#### WHAT YOU ARE ASKED TO DO
Repeat every row below without changing a single character.

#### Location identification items

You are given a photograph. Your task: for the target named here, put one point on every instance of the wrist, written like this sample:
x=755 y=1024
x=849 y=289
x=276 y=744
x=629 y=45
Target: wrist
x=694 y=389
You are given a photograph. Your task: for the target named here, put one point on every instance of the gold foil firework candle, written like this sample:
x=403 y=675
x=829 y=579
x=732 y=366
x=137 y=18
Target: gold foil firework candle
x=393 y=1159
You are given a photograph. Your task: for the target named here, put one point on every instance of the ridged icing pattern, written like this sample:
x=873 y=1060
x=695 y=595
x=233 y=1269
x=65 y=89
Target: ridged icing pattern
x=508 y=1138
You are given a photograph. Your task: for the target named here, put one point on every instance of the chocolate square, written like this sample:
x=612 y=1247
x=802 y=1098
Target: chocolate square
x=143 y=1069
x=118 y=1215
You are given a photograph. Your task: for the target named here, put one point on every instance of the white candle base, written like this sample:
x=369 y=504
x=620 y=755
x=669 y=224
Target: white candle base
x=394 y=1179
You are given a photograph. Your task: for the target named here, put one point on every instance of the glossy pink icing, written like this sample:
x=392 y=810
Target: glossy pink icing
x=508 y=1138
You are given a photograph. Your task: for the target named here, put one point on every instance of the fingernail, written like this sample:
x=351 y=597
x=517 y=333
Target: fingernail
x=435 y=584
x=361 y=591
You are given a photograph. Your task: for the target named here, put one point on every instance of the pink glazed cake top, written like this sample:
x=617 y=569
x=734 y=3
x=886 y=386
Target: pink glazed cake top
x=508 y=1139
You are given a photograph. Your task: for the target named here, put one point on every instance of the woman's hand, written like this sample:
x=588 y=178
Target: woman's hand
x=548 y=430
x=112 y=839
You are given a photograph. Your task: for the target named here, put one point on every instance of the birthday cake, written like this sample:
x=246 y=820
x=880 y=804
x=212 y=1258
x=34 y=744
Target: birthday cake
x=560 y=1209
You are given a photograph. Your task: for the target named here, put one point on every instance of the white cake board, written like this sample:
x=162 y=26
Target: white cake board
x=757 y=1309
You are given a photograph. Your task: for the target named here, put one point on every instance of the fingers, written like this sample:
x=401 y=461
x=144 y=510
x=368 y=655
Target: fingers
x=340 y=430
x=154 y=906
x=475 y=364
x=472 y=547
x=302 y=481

#### RESPONSE TO THIS EXERCISE
You are given a photograph. Your task: for the target named here, put one point on every instance of the wrist, written like this sample:
x=755 y=1024
x=849 y=289
x=276 y=744
x=629 y=45
Target: wrist
x=694 y=389
You are given a photograph. Your task: for the target named here, put one point on every instance of the gold foil firework candle, written like this sample:
x=403 y=675
x=829 y=579
x=732 y=366
x=137 y=18
Target: gold foil firework candle
x=393 y=1159
You are given a photograph. Your task: for the target named here, put one point on every instance of the ridged icing pattern, written like this sample:
x=873 y=1060
x=695 y=595
x=233 y=1269
x=65 y=89
Target: ridged icing pattern
x=508 y=1138
You are given a photograph. Your task: for the target named here, put one point on every instance of the chocolate square, written like this sample:
x=612 y=1247
x=802 y=1098
Target: chocolate square
x=143 y=1069
x=118 y=1215
You are given a photograph. Your task: for the target named here, put one point on every instance of the white candle base, written like this sample:
x=369 y=504
x=620 y=755
x=669 y=224
Target: white candle base
x=394 y=1179
You are given a photograph. Your task: for the target named here, put one point on every instance of the glossy pink icing, written like this sample:
x=392 y=810
Target: glossy pink icing
x=508 y=1138
You are given a photograph. Your task: for the target named here, put one point on every instance of the fingernail, written like this sample:
x=351 y=597
x=517 y=333
Target: fingernail
x=435 y=584
x=361 y=591
You are given a photograph. Your task: for the target named here, put one point on every instance of the pink glazed cake top, written like this sample:
x=617 y=569
x=734 y=3
x=886 y=386
Target: pink glazed cake top
x=508 y=1139
You are given a photograph. Your task: for the target named here, put one point on every instance of the woman's hand, written like this sample:
x=588 y=178
Target: woman's hand
x=548 y=430
x=112 y=839
You are given a photograph. Your task: for the target named here, put one point on every instance of the birthday cake, written like this sample:
x=246 y=820
x=880 y=804
x=212 y=1258
x=34 y=744
Target: birthday cake
x=560 y=1209
You are given a photograph. Your task: for the target named here, put one point on every instance of the white cake board, written like this sample:
x=162 y=26
Target: white cake board
x=757 y=1309
You are given a photograph. Your task: for the target named here, put one point on every instance of the fingers, written like this sample:
x=401 y=461
x=144 y=510
x=368 y=655
Target: fingers
x=340 y=430
x=154 y=906
x=475 y=364
x=472 y=547
x=302 y=481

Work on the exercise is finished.